§ TASK INPUTS:
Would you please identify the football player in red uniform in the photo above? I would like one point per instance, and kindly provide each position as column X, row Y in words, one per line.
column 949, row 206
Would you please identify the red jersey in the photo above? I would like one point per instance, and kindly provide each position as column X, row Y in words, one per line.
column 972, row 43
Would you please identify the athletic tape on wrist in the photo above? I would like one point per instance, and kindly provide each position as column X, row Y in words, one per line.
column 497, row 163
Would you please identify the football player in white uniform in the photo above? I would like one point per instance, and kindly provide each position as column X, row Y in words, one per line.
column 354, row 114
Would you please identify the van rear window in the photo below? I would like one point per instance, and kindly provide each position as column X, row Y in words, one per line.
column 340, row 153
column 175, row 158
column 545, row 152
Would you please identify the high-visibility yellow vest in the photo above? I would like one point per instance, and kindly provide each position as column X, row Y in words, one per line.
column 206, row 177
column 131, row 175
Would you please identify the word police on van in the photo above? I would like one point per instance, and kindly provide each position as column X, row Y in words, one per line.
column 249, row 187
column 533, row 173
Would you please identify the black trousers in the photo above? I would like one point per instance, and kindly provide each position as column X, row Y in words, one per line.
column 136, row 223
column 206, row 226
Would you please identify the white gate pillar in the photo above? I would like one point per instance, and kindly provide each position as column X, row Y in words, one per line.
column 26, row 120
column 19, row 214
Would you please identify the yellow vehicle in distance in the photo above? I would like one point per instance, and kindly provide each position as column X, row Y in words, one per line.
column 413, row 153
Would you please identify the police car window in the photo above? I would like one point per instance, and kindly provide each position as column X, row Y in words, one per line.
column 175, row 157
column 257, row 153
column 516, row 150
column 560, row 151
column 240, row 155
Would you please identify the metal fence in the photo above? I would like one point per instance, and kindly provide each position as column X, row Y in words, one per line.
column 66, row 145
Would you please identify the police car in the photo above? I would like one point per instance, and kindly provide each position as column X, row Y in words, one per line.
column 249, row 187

§ PROBLEM DESCRIPTION: Please restate word for word only the lines from the one with "Would you please identify the metal" through the final line of the listing above, both of them included.

§ TASK RESPONSE:
Would you please identify the metal fence in the photo above? I would like one point per instance, and kindly provide each position as column X, row Y in words, one per line.
column 66, row 145
Would you please identify the police car in the photo above? I would like one point per instance, and kindly provide each position as column X, row Y in words, one per line.
column 249, row 187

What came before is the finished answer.